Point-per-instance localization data
[Start of section]
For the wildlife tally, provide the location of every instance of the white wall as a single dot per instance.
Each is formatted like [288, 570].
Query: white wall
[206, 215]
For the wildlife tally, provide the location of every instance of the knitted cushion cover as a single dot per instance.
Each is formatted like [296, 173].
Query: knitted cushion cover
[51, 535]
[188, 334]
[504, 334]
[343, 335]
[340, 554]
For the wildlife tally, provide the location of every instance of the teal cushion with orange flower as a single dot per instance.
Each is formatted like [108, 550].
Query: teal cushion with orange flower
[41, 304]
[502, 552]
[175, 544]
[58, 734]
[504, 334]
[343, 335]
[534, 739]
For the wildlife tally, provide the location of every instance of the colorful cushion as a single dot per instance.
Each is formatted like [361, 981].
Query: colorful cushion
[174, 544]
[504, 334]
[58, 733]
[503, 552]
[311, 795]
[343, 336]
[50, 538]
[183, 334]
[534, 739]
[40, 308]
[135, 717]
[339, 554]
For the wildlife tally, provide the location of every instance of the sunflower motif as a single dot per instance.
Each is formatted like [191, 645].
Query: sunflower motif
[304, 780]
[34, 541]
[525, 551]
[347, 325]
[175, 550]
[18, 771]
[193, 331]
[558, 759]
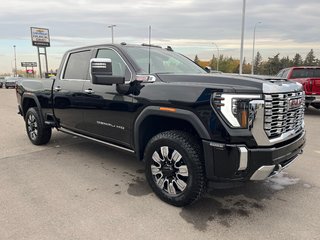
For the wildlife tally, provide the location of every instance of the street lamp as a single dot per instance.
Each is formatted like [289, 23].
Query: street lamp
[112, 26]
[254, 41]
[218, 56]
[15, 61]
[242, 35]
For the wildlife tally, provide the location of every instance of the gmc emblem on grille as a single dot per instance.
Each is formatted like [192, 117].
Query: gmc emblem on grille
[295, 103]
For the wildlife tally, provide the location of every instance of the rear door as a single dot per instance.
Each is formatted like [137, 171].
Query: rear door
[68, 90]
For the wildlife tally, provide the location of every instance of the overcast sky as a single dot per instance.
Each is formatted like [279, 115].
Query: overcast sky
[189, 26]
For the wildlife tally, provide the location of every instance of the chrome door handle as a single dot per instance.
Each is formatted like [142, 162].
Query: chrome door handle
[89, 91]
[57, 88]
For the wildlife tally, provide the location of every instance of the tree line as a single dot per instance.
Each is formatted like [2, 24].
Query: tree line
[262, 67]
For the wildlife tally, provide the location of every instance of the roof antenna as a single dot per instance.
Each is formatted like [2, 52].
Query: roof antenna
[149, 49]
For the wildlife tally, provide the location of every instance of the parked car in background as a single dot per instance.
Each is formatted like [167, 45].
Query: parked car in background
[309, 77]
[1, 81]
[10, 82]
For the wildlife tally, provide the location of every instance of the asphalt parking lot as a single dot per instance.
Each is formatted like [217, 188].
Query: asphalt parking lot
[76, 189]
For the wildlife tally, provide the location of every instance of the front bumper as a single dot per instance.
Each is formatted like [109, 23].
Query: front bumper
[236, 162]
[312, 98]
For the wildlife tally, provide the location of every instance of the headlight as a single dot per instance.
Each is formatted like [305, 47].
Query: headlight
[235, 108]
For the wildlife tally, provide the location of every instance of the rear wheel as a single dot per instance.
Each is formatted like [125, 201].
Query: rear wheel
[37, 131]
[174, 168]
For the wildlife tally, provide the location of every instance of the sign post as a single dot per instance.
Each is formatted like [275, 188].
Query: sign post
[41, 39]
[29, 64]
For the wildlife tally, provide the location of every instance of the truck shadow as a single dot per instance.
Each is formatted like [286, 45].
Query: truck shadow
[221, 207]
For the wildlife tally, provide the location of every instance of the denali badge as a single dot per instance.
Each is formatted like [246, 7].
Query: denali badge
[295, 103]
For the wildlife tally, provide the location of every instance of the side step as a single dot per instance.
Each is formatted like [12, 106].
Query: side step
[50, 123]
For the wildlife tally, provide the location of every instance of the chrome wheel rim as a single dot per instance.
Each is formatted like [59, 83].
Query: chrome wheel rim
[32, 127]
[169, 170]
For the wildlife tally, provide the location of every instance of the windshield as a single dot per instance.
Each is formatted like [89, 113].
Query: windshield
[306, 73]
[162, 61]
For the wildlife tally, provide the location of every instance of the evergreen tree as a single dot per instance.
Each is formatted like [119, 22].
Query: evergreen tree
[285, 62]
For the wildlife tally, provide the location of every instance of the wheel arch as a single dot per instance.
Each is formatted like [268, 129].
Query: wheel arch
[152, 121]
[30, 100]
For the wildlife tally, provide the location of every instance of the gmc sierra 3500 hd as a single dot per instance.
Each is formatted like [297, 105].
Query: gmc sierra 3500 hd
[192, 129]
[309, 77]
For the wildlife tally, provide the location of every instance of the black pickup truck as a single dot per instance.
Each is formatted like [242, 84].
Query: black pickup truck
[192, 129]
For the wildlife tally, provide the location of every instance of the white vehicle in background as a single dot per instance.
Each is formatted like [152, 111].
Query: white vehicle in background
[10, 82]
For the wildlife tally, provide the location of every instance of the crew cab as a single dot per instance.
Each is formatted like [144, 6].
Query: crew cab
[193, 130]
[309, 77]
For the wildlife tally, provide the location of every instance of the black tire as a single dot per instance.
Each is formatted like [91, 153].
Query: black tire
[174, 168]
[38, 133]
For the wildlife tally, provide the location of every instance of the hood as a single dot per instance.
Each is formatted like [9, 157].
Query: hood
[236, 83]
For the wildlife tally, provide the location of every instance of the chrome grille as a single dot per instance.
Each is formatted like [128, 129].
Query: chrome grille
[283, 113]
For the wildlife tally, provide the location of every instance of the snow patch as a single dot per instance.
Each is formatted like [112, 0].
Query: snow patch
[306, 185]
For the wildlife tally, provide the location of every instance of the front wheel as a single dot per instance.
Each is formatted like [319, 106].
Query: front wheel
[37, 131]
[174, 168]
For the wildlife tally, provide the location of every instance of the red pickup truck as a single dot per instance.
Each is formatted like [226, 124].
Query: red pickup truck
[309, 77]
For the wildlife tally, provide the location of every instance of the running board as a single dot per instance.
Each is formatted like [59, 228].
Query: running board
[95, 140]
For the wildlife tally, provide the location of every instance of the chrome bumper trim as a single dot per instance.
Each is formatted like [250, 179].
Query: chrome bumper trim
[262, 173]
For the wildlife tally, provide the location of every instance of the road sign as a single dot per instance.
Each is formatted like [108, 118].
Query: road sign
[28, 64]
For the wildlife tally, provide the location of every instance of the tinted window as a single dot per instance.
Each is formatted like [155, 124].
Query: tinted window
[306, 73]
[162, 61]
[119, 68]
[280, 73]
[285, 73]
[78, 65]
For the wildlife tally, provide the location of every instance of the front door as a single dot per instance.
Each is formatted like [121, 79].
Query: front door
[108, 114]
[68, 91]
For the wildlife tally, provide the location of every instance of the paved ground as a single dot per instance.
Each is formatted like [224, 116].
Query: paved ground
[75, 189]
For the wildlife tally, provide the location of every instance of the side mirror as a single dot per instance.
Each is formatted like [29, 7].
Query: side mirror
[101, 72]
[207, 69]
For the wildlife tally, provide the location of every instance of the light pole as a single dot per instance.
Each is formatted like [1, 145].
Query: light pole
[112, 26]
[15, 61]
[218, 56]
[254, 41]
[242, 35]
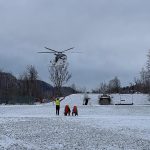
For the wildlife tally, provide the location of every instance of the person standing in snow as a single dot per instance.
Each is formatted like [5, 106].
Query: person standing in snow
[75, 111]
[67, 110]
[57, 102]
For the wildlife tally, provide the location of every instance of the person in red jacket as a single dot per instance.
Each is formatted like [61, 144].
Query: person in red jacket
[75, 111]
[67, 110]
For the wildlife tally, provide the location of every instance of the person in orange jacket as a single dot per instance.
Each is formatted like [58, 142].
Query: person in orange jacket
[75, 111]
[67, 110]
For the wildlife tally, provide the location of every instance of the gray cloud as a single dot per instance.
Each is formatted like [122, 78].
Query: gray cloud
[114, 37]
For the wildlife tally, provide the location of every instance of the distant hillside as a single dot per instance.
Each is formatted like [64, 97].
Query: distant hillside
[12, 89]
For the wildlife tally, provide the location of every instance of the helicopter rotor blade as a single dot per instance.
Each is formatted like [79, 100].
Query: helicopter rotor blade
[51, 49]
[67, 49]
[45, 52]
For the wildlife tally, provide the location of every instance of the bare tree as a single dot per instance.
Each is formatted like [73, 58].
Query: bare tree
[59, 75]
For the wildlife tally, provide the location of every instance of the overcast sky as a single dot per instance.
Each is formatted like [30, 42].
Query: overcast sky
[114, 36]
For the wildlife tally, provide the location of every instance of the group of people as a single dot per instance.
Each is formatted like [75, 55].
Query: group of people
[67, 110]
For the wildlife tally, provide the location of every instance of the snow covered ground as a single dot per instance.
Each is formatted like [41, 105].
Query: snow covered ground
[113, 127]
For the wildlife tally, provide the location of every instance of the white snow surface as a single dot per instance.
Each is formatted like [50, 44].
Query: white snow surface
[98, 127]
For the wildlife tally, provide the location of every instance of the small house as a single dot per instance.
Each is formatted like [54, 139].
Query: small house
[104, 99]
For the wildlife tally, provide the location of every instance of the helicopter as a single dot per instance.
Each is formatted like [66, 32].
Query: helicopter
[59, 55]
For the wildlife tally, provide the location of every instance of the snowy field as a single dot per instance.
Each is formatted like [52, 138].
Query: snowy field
[End of section]
## ACTIVITY
Starting at the line that contains "Query: small house", copy every line down to the last line of the records above, exactly as written.

## RESPONSE FOR THIS EXERCISE
Query: small house
[104, 99]
For the wildlife tally, provide the location of every instance of the helicopter as a single dot per instance.
Each is formatted like [66, 32].
Query: helicopter
[59, 55]
For the wildlife tally, provide the location of every instance of the snowy field as a single dot per instance.
Each is formatted like [52, 138].
Query: snowy field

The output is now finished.